### EXTRAIT DU TEXTE
· · · ·

A la Maison Robinson, chaque enfant peut aller et venir à son gré, jusqu'à 20 heures certains soirs, ou prendre un rendez-vous individuel s'il préfère. Il n'est pas interdit non plus d'amener ses frères et sœurs : la fratrie est également un lien à préserver. Ici, l'hétérogénéité en âge est assumée, voire utilisée. Les animateurs « révèlent » ainsi l'esprit d'initiative des plus grands et les aident à organiser un cours de danse ou un atelier de cuisine. Responsabilité et transmission des connaissances aux plus jeunes sont ainsi encouragées. Pour les plus petits, c'est l'espace de liberté de parole qui importe davantage. « Ils posent les questions sur le corps qu'ils ne peuvent pas poser en famille, par exemple, explique Anne Rastetter . Ici, on peut tout dire. » « Et tout être, ajoute Sivan Halevy. Nous permettons aux enfants de venir comme ils sont et pas comme on voudrait qu'ils soient. »
Anne Rastetter et Sivan Halevy sont satisfaits de leur travail auprès des enfants, qui nouent de plus en plus de rapports entre eux et apprennent à sortir de la violence par les mots. De plus, ils découvrent que les adultes « peuvent rêver, rigoler avec eux, et surtout, entretenir le souvenir de la relation, donc la rendre durable », commente Sivan Halevy.

· · · ·

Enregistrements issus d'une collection
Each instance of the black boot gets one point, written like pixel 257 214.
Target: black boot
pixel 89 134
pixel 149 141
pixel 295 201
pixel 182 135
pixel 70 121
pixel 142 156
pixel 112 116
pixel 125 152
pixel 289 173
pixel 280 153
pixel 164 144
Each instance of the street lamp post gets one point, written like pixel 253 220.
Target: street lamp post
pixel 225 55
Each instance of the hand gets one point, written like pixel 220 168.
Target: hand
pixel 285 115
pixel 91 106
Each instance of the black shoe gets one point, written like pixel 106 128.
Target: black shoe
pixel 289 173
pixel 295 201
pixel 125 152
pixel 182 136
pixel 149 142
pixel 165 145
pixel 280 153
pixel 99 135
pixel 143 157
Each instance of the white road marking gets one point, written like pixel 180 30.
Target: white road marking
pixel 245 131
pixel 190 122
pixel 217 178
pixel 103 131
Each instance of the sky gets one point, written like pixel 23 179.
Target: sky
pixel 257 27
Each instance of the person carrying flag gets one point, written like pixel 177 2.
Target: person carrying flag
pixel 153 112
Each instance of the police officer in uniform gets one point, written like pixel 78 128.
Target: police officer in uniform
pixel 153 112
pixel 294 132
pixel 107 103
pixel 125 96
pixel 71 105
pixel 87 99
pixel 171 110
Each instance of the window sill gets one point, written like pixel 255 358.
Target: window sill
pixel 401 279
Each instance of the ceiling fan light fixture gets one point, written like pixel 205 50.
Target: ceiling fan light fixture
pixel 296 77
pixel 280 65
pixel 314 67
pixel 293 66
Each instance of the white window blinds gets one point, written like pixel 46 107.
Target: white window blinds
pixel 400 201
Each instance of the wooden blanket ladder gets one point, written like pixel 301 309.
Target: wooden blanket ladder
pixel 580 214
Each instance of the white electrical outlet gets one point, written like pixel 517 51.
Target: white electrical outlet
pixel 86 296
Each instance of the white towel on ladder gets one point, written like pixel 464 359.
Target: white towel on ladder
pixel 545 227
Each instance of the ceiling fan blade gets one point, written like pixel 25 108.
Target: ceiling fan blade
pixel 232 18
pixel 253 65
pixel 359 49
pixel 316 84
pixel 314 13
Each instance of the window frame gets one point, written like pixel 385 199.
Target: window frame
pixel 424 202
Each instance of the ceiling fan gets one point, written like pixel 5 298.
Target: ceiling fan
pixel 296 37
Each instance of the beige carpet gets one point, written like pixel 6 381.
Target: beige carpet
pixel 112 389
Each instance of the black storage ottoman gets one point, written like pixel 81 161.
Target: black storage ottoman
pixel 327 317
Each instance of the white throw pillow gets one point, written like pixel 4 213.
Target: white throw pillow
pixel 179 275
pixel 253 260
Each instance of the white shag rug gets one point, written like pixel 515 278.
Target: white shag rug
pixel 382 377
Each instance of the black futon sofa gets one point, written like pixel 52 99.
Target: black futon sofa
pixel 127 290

· · · ·

### CONSIGNE
Répondez à ces questions d'après l'extrait sur la Maison Robinson.
1. Jusqu'à quelle heure les enfants peuvent-ils aller et venir certains soirs ?
2. Quelles activités les animateurs aident-ils les plus grands à organiser ?
3. Par quel moyen les enfants apprennent-ils à sortir de la violence ?

### RÉPONSE
1. Jusqu'à 20 heures.
2. Un cours de danse ou un atelier de cuisine.
3. Par les mots.